ACTION ITEM
Could you transcribe the records below exactly, leaving out every picture?

RECORD SET
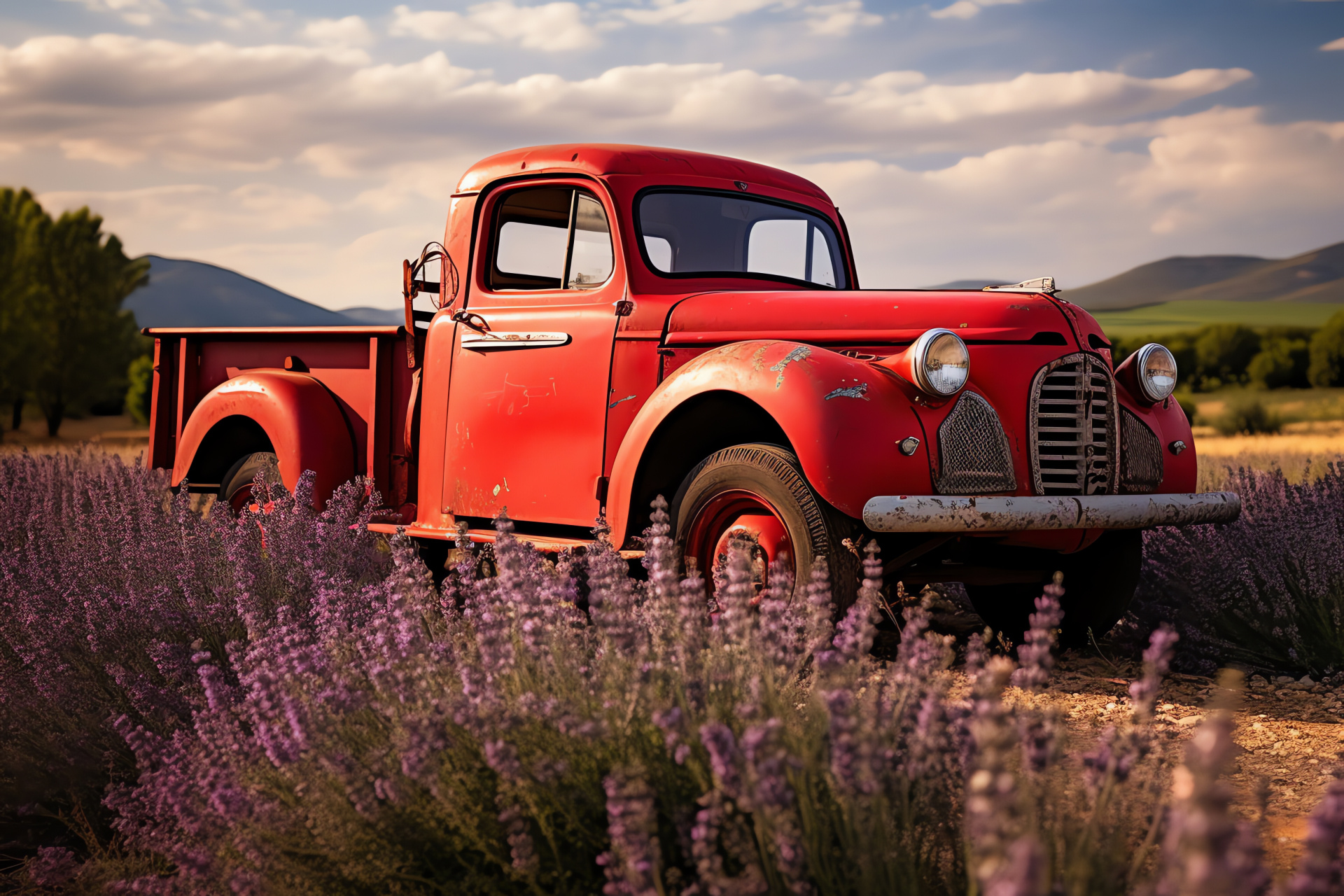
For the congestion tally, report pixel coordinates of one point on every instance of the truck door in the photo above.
(528, 394)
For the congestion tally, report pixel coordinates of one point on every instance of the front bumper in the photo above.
(948, 514)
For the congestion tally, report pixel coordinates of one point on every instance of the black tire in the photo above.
(235, 488)
(773, 473)
(1100, 582)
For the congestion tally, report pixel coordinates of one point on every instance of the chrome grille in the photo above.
(1140, 454)
(974, 450)
(1073, 426)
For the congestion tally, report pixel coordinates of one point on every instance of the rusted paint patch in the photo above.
(944, 514)
(799, 354)
(853, 391)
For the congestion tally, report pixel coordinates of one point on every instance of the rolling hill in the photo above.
(187, 293)
(1312, 277)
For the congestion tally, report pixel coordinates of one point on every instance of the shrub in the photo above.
(340, 726)
(1327, 354)
(1265, 592)
(1247, 415)
(1225, 351)
(1280, 363)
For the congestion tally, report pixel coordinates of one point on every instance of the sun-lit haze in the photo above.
(314, 146)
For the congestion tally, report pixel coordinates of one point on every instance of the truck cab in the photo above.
(619, 324)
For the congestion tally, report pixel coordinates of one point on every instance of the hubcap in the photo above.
(743, 519)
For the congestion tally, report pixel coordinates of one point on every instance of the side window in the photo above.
(552, 237)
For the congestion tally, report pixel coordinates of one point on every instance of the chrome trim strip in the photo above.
(946, 514)
(496, 340)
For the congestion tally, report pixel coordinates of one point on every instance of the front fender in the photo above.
(841, 416)
(299, 415)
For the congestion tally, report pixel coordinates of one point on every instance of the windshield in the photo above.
(689, 232)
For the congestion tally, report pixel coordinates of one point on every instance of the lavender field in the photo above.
(284, 703)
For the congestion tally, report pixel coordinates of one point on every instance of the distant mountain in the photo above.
(971, 284)
(1312, 277)
(186, 293)
(375, 316)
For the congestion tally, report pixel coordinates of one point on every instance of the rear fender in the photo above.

TASK ANSWER
For the congestion tally, report pixel coordinates of one point on every instance of the truck door in the photo above.
(528, 394)
For the congestion tally, report pixel coordinates of one point on every instance of the front bumper in the photo above.
(948, 514)
For the congestion tally, report pixel coordinates of one point on every instance of the black tire in the photo above.
(235, 488)
(773, 473)
(1100, 582)
For the congestion tally, report pixel coordinates of one point on every instance of the chrome grille in the photo above.
(1140, 454)
(974, 450)
(1073, 426)
For the congestion tally, report pixel coordinates of one point on every instance of the rusted paint patch in the photo above.
(944, 514)
(799, 354)
(853, 391)
For the congestion tally, report pixel coordinates of one point on every instance of the rolling hill in the photo above.
(187, 293)
(1312, 277)
For the congestion tally, report pixel coordinates of one point on every instance of the shrub in the photo above.
(340, 726)
(1327, 354)
(1265, 592)
(1247, 415)
(1225, 351)
(1280, 363)
For the congestion tally, report pixel coordinates of one point on every instance of the sun-lit haze in the photo above.
(314, 146)
For the congestion tally, report pixel coordinates of one point on every instance of the truck cab in the photo above.
(619, 324)
For the congestion tally, report pixel coordinates of one point on every instance of the hubcap in the photo above.
(743, 519)
For the congestion tally, report pixel coordinates of one point on every instance of the side window in the photo above.
(552, 237)
For the congestion tally, report pixel coordinates of one point on every instance of the chrome trim strip in the photo above.
(946, 514)
(496, 340)
For the congestion tally, report pixel coordinates of one point on every instance of the front fender in the photo above.
(841, 416)
(299, 415)
For the congestion tally, report pixel coordinates of one point on every instance of the windshield in the photo above.
(689, 232)
For the congestion tally, report pixel coordinates of one point on every instance of the lavender field in the photo above.
(284, 703)
For the congestion tally, report pixel coordinates of one point on every instance of the distant mountain in the photo above.
(971, 284)
(1312, 277)
(186, 293)
(375, 316)
For the congestion tally, report pixel coordinates of one point on every instance of the rear fender in the photo above.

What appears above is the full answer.